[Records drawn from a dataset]
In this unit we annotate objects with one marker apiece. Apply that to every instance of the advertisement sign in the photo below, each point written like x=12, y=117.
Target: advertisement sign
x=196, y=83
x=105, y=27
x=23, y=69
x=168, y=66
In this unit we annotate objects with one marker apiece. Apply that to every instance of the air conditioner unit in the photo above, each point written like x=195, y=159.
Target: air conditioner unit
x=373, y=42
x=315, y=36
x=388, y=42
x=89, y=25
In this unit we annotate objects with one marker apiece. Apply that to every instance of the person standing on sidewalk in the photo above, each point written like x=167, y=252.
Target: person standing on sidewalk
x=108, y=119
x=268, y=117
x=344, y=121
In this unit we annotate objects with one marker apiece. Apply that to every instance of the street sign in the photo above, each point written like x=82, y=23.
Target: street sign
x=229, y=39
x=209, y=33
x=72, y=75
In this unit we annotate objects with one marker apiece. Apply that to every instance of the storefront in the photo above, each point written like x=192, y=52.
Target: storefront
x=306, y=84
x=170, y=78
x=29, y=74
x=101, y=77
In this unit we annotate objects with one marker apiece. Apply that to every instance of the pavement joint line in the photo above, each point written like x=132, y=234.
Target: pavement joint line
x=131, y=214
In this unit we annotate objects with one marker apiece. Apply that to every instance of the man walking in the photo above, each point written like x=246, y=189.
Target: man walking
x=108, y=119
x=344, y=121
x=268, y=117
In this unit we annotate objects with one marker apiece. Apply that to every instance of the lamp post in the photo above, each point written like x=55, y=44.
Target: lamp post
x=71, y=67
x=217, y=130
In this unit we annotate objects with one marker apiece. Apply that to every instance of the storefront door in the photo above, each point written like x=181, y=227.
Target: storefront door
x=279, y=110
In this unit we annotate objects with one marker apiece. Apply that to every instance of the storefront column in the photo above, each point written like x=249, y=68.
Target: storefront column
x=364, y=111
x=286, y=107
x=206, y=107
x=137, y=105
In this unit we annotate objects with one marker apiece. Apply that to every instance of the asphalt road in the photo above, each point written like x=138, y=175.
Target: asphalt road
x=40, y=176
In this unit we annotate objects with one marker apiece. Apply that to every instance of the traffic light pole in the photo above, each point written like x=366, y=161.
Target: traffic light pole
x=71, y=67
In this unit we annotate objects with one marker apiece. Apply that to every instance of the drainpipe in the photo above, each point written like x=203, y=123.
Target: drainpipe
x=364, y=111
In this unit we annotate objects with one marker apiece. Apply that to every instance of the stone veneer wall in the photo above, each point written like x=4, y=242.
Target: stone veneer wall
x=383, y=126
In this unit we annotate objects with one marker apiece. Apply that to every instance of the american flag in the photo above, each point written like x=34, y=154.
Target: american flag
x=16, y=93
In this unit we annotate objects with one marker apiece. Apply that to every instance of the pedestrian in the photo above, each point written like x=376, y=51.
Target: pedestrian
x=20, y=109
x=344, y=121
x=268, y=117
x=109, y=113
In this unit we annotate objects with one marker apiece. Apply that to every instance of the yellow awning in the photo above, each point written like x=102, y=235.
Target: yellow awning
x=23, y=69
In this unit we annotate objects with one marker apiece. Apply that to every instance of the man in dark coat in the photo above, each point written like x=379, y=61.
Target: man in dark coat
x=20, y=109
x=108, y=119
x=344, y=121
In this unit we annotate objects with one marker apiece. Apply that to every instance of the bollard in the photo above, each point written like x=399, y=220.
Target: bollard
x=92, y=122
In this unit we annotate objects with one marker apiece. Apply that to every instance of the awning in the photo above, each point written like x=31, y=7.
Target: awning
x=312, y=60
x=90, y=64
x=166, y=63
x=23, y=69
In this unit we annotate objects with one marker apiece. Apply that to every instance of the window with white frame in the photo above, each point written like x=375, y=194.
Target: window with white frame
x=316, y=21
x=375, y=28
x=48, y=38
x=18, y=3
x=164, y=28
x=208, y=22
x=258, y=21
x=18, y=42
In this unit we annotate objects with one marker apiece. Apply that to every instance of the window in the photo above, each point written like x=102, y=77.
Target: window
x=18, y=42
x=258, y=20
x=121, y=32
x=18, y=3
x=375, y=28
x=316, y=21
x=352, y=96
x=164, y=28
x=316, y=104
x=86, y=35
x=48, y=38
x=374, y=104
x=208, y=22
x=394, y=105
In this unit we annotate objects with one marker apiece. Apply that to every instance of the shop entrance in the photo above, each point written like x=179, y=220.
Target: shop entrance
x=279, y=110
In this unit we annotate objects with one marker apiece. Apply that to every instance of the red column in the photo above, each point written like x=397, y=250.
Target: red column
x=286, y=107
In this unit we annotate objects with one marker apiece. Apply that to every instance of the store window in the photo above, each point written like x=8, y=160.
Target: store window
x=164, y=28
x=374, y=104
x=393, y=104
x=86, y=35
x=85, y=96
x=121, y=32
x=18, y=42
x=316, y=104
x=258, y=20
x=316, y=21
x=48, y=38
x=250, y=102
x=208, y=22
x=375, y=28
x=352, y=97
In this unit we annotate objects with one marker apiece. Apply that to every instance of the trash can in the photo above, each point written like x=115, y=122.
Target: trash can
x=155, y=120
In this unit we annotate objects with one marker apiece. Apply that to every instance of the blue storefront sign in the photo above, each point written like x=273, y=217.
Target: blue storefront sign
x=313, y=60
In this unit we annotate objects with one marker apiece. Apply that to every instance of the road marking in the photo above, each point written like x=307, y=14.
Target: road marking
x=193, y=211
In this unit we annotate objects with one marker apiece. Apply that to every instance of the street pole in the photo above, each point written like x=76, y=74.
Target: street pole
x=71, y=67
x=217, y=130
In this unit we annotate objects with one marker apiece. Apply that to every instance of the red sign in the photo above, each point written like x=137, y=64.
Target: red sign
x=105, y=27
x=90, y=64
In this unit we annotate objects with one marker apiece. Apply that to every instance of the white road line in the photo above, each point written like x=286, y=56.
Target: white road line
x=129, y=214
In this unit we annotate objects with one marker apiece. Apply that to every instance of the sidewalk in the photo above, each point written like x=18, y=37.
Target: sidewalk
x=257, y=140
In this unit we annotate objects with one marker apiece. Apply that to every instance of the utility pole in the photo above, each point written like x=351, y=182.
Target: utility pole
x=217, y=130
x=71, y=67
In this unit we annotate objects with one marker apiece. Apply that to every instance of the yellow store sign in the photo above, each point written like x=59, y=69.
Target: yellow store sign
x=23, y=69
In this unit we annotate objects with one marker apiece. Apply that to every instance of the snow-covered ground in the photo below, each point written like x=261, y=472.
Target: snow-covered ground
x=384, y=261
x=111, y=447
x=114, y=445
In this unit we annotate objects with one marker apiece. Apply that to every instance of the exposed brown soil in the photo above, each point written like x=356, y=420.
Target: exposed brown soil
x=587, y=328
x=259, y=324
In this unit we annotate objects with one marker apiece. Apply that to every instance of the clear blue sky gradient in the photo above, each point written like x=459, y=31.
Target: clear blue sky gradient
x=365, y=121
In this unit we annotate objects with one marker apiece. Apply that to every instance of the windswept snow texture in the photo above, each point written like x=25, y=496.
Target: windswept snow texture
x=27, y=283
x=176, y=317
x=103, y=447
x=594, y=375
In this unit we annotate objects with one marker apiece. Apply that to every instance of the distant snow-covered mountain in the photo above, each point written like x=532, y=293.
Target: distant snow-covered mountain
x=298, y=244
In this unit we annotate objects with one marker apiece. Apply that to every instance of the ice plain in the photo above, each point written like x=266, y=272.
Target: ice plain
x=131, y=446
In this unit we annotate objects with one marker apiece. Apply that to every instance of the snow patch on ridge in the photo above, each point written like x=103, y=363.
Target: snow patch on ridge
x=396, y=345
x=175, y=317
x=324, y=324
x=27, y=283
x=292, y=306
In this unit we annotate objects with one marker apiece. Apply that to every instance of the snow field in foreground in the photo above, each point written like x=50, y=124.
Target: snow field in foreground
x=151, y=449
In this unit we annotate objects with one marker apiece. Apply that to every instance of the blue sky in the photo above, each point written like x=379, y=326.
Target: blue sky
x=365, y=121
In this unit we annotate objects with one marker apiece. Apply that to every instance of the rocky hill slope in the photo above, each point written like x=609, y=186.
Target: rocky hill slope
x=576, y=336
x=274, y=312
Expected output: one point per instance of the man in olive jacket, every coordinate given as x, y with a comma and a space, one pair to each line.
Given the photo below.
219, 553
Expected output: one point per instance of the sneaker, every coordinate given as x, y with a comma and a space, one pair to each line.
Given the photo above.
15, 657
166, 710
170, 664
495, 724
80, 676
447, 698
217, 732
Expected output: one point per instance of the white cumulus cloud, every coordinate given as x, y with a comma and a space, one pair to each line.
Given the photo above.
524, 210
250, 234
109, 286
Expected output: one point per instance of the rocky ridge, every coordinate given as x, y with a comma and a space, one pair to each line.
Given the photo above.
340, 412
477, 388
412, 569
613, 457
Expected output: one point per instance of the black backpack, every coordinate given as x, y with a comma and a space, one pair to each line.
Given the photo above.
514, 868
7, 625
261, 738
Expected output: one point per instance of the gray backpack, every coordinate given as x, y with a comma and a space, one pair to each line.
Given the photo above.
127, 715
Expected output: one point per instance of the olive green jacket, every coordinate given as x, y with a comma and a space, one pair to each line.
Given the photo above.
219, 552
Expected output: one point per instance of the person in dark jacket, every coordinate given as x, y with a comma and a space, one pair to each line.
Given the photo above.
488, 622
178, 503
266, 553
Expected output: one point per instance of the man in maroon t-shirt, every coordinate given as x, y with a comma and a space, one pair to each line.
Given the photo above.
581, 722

The problem — Please filter the data down to the lines containing the word "olive".

Written response —
Expected output: one point per instance of the man in olive jacket, every coordinate given as x, y with a comma and a space, one pair to each line.
Expected output: one point per instance of the olive green jacket, every coordinate given as x, y with a comma and a space, one pair to each line.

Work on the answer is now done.